Convinced my boss not to use ColdFusion by Shag · 2015-07-04 20:50 · Score: 1

...by writing a simple page and putting it under load on a Sun E4500... which was the front end of our dot-com's website. We were only invisible to the rest of the world for a few minutes, thankfully...

--
Village idiot in some extremely smart villages.

Subprime Mortgage crash by EmperorOfCanada · 2015-07-05 00:08 · Score: 1

I read an article years ago about a guy who developed the software that made transacting CDOs (Collateralized debt obligations) much easier. Basically that lead to the entire sub-prime mortgage industry which lead to 2008. So I think that he wins this whole discussion.

Re:Didn't break but helped to fix... by KGIII · 2015-07-05 02:08 · Score: 1

I only know of two such instances where this happened or something similar happened. One was only about five years ago and the other was longer - it made the news. Assuming it was the latter then that grocery store chain either begins with an S or a K? I can not recall which one it is but I do recall hearing about a computer mishap that took out warehouse access for a major grocery chain. The more recent one was due to a malware infection that spread across their network (as I recall) and its primary goal had been collecting credit card data but it had spread much further. That one was covered in eWeek and noted, by me, simply due to its proximity to me.

--
"So long and thanks for all the fish."

Wasted Day by Hardhead_7 · 2015-07-05 02:29 · Score: 1

I worked for a 3PL (third party logistics) company. Years ago, they'd decided they were going to make $$$ with SaaS, basically selling our services to others. A huge undertaking had been embarked upon to make our system usable for other companies. They got a grand total of one client.

A few years later I was working there, and we got a second client! Bad news was, literally no one was still working there that had been when the first SaaS client had been set up. So there was a lot of guesswork trying to recreate it. I was a Junior Developer at the time, and was tracking down why some data loading wasn't working right. I knew the issue was almost definitely a trigger in the database, so that day I made some changes, loaded the days's data import into the Test DB, and checked if my fixed worked. It didn't, so I cleared out the load, made another change, and did it again. OK, now it was kind of fixed, but there was a problem somewhere else. Wash, rinse repeat.

-*-*-

Task 1 ::
In the forum thread, what kind of company did Hardhead_7 work for?
Task 2 ::
Copy the stretch of the forum thread from "Re:Didn't break but" through "proximity to me.".

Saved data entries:
-*-*-

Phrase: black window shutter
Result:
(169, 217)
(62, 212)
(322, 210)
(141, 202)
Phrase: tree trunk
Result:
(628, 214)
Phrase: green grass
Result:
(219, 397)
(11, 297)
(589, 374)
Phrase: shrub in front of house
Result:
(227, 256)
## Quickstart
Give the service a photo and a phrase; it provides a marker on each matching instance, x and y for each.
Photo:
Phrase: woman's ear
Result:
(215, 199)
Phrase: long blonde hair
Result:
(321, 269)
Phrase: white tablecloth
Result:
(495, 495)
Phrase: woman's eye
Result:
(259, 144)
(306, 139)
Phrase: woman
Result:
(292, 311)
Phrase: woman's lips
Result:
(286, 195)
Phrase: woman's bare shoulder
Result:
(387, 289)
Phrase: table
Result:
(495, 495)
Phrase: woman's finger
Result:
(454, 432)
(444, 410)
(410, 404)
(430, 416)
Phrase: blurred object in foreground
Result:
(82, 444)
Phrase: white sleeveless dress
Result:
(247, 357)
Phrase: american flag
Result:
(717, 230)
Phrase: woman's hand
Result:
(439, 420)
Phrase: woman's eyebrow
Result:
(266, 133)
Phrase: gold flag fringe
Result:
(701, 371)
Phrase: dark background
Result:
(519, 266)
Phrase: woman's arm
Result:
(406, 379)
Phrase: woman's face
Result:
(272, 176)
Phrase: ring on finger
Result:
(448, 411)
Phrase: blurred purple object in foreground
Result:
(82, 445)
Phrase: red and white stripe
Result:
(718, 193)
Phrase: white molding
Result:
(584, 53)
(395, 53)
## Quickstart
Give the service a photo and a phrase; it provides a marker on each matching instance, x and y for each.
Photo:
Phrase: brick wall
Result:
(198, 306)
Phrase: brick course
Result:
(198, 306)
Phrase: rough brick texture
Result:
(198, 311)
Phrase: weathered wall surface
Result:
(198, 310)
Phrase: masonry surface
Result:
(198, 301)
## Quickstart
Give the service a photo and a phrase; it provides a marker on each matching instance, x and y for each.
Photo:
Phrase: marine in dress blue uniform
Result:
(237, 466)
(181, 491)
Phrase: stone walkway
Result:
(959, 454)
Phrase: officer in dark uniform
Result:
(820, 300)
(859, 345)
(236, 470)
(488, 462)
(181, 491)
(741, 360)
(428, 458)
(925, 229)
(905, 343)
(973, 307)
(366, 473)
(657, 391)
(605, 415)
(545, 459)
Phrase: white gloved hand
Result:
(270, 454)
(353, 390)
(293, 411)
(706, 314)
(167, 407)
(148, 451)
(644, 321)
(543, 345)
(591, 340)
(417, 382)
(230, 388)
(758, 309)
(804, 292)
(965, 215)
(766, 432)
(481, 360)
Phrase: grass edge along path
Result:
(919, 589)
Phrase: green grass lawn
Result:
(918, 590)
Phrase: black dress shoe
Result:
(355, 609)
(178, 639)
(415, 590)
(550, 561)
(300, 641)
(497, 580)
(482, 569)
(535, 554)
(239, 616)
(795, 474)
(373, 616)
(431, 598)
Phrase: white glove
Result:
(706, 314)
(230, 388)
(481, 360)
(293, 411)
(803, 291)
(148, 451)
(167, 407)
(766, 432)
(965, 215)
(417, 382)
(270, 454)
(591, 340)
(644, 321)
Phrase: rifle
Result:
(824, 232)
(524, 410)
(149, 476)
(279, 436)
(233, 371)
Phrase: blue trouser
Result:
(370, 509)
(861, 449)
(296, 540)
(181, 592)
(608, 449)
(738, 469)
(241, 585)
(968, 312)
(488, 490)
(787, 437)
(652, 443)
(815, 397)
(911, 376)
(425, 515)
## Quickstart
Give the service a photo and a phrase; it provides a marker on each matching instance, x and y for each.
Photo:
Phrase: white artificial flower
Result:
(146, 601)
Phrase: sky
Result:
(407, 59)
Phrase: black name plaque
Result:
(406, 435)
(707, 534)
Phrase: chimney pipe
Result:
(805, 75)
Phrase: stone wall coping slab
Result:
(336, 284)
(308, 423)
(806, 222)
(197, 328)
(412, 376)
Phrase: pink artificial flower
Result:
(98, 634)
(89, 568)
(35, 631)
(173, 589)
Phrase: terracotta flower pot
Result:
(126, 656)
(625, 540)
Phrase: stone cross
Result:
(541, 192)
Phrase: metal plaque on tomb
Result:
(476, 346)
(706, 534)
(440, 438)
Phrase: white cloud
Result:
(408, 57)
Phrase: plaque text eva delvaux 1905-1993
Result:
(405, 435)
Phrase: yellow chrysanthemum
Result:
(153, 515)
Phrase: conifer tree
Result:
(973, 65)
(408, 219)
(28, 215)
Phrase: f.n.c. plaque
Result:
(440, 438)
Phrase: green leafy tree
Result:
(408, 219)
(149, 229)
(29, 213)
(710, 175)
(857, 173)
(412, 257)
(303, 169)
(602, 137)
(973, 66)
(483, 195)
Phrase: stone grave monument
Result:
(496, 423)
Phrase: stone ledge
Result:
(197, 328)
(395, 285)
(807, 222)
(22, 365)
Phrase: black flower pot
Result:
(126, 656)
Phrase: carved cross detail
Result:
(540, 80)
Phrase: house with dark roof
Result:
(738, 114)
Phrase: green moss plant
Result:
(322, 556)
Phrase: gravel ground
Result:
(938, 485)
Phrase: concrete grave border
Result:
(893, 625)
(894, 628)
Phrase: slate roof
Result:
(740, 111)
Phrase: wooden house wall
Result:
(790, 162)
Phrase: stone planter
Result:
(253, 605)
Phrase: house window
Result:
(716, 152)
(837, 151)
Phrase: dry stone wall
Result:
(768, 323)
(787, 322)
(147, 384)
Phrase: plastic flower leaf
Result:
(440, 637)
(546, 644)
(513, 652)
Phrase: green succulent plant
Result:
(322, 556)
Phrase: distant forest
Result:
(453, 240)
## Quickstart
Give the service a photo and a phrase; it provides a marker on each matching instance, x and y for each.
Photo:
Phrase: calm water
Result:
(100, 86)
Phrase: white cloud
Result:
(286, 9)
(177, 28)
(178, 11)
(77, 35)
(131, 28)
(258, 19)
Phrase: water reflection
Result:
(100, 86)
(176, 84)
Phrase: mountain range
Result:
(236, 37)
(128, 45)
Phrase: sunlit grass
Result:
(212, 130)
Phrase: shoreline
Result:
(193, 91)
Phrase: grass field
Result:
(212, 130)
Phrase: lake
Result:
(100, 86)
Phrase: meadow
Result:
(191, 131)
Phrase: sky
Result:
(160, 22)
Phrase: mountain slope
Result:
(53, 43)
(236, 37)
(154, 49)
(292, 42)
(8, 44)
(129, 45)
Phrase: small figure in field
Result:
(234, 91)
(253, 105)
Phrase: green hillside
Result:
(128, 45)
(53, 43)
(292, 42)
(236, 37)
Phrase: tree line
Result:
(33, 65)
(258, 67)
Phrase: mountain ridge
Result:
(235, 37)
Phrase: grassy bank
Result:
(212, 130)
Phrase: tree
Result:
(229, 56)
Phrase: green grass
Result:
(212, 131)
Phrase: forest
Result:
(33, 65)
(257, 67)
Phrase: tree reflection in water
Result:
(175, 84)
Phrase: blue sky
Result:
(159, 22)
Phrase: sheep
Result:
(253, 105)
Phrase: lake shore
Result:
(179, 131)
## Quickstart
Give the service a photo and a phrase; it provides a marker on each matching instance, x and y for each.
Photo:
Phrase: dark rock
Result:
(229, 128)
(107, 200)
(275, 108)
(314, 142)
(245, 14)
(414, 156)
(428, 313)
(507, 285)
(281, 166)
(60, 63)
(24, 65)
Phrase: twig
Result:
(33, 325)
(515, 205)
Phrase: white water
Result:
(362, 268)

-*-*-

Task response 1 ::
A 3PL (third party logistics) company.

Task response 2 ::
Re:Didn't break but helped to fix... by KGIII · 2015-07-05 02:08 · Score: 1

I only know of two such instances where this happened or something similar happened. One was only about five years ago and the other was longer - it made the news. Assuming it was the latter then that grocery store chain either begins with an S or a K? I can not recall which one it is but I do recall hearing about a computer mishap that took out warehouse access for a major grocery chain. The more recent one was due to a malware infection that spread across their network (as I recall) and its primary goal had been collecting credit card data but it had spread much further. That one was covered in eWeek and noted, by me, simply due to its proximity to me.